TASK DETAILS:
Rescale the entries from the line with "Identify a point on every instance of the brown" up to and including the line with "x=586 y=714", and output only those lines. Copy each request line as it stands, and multiply every coordinate in the answers by 2.25, rounding to whole numbers with halves rounded up.

PROVIDED DATA:
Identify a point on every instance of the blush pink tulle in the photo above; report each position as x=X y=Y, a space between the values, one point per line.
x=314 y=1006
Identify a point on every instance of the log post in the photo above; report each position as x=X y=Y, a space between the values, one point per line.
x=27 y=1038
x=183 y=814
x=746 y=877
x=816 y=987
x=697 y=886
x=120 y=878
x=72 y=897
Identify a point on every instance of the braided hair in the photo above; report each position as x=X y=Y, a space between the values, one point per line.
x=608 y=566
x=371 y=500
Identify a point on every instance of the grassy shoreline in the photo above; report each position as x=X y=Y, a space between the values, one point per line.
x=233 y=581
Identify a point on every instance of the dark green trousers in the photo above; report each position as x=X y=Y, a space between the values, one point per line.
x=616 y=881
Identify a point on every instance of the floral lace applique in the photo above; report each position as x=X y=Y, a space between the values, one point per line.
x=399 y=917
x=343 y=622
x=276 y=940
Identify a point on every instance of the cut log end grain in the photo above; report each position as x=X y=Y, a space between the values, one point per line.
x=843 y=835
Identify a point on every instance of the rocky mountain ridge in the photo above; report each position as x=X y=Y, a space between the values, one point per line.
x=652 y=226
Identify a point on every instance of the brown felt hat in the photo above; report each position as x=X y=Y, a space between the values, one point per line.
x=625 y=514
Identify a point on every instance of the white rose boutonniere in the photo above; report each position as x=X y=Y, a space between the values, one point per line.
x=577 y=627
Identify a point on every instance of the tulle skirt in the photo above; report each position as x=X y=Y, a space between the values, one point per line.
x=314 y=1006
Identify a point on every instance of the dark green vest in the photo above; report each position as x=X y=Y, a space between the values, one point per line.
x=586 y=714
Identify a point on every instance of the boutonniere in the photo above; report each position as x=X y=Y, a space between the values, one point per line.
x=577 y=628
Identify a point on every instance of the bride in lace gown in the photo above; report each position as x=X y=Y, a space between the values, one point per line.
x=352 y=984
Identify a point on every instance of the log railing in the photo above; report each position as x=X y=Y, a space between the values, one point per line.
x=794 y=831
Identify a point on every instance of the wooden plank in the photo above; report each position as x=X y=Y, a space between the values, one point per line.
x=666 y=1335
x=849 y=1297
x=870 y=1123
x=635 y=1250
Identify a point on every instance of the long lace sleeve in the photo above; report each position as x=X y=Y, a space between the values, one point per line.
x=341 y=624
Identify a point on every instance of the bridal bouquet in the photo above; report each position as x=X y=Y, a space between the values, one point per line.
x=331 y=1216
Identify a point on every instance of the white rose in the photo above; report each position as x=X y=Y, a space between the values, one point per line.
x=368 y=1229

...

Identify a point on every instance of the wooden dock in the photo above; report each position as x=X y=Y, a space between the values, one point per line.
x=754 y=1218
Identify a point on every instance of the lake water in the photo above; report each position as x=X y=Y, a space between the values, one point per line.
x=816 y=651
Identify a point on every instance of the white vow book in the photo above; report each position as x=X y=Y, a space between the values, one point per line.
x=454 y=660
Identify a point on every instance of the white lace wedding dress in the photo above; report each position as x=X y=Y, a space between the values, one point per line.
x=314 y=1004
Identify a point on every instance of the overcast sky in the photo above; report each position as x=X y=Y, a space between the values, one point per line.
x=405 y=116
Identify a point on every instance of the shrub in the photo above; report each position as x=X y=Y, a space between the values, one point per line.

SOLUTION BELOW:
Identify a point on every instance of the brown felt hat in the photo above; report each position as x=X y=Y, a space between the values, one point per line.
x=1406 y=1157
Identify a point on every instance of the white rose boutonniere in the photo above; report each position as x=X y=Y, a space between the values, one point per line.
x=1298 y=1411
Identify a point on every instance of the tulle skirt in the photo above; report each position as x=X y=Y, a space between the values, one point per line.
x=707 y=2264
Identify a point on every instance of the dark green vest in the photo above; report each position as x=X y=Y, a space between the values, one point per line.
x=1319 y=1607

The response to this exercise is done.